> [RAW RECORDS]:
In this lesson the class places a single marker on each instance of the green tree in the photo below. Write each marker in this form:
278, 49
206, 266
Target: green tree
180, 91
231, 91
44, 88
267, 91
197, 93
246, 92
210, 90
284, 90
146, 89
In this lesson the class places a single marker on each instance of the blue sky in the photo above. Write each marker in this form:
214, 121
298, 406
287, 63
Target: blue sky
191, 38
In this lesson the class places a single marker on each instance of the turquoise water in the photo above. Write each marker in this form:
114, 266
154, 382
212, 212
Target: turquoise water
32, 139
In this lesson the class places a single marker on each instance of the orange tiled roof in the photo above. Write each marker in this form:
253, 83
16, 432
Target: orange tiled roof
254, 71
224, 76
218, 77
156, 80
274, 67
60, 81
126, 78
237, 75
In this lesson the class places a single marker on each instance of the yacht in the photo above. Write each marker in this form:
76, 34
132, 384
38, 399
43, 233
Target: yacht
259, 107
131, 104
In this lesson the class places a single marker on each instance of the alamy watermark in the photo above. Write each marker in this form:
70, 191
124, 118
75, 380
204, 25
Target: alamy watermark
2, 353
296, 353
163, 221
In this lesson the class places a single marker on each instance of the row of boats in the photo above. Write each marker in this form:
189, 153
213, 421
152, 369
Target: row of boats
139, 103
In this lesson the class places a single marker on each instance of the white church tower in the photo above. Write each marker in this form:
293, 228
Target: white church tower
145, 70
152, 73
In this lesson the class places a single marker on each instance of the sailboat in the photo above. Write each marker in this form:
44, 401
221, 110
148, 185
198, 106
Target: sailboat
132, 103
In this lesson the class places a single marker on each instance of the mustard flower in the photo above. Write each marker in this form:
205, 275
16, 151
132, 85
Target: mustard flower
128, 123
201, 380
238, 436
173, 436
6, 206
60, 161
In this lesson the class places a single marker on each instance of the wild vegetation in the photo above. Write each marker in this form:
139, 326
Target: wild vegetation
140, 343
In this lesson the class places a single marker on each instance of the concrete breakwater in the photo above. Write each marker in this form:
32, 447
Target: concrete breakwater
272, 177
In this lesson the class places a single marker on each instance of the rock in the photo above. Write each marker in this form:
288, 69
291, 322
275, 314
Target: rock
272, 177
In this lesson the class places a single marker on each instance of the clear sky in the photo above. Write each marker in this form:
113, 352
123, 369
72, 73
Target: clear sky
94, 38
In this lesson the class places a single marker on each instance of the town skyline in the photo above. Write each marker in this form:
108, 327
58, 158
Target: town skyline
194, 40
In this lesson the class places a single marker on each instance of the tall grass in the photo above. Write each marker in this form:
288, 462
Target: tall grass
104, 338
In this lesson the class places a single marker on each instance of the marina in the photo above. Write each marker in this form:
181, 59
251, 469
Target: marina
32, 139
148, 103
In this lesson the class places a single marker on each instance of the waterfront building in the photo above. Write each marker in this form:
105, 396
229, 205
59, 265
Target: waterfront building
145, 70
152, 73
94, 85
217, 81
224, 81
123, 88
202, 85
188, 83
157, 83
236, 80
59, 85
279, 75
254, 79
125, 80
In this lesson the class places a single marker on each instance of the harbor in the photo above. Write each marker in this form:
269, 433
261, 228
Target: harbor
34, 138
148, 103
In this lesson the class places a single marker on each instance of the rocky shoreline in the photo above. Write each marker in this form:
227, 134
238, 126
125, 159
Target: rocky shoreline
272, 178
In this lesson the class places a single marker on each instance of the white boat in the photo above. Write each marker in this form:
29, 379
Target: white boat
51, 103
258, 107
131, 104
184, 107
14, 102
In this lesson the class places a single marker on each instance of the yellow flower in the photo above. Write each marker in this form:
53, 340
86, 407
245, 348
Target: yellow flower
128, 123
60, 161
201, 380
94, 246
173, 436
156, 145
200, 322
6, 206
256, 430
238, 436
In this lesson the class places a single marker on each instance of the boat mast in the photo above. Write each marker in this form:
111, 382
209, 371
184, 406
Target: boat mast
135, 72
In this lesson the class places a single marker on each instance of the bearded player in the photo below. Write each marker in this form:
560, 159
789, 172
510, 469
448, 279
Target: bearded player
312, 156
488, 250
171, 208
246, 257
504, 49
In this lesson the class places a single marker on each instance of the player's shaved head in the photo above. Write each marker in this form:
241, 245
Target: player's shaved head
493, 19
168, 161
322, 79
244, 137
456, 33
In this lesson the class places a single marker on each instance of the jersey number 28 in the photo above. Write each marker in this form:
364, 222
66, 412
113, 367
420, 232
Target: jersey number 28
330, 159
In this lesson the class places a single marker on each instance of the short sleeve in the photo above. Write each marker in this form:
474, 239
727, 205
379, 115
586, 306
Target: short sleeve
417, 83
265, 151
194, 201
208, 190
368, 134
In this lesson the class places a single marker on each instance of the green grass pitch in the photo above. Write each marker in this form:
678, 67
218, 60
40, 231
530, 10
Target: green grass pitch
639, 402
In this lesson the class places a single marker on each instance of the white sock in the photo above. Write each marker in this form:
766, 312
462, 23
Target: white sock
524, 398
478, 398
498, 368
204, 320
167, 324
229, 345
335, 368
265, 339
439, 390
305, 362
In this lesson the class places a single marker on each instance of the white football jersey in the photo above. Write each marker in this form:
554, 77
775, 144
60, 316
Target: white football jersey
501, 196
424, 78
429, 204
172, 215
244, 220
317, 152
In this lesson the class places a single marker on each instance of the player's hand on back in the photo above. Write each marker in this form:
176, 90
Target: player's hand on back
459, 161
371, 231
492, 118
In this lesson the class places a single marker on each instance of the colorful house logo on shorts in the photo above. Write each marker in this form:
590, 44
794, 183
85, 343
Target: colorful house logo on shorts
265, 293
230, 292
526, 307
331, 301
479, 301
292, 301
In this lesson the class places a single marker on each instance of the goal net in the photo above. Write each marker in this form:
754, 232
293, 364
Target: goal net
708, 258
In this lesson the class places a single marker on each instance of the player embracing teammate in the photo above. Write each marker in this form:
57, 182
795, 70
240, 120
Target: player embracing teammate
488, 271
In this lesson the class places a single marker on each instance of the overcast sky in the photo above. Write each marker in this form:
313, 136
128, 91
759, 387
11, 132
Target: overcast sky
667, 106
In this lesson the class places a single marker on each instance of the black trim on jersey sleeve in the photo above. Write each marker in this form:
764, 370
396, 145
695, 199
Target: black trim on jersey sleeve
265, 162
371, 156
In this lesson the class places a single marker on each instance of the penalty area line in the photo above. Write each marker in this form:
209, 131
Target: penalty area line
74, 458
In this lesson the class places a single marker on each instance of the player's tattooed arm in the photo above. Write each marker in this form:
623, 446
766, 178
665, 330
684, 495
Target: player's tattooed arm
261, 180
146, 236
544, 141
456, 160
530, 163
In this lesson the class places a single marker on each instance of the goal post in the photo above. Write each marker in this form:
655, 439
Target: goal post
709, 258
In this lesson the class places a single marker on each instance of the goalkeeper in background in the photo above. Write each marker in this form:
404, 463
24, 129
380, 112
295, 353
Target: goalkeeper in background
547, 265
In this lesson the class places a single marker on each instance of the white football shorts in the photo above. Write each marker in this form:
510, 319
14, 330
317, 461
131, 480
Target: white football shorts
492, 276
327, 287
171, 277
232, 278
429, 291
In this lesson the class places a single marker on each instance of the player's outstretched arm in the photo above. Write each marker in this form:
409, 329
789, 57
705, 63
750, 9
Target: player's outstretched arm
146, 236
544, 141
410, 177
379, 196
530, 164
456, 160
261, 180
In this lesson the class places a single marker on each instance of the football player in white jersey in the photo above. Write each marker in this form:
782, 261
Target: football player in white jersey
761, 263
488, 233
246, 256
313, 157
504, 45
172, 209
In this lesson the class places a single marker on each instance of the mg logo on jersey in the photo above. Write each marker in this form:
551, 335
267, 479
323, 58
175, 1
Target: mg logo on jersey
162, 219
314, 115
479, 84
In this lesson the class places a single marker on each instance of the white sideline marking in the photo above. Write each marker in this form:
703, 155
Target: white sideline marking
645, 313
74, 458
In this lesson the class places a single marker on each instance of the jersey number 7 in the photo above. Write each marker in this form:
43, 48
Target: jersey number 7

> [EXERCISE]:
Every line from the one holding "of the football" through the final line of the listing must be echoed exactly; leave out all other lines.

> [SOLUTION]:
In this lesson the class places a single marker on each instance of the football player in white jersey in the photo above. Write each marker in this form:
782, 261
Target: football player in white jersey
761, 263
488, 233
246, 256
313, 157
504, 45
172, 209
In this lesson the class places a single marker on each instance of the mg logo on jersey in the photo above. Write each marker in this form:
551, 335
267, 479
323, 58
175, 1
Target: mg logo on jersey
162, 219
314, 115
479, 84
In this lesson the class places a single marker on each instance of the white sideline marking in the photo above. Write each marker in this form:
703, 155
Target: white sideline marking
645, 313
74, 458
In this lesson the class places a single marker on each instance of the jersey number 7 in the photo above. Write each marker in this form:
43, 48
Target: jersey number 7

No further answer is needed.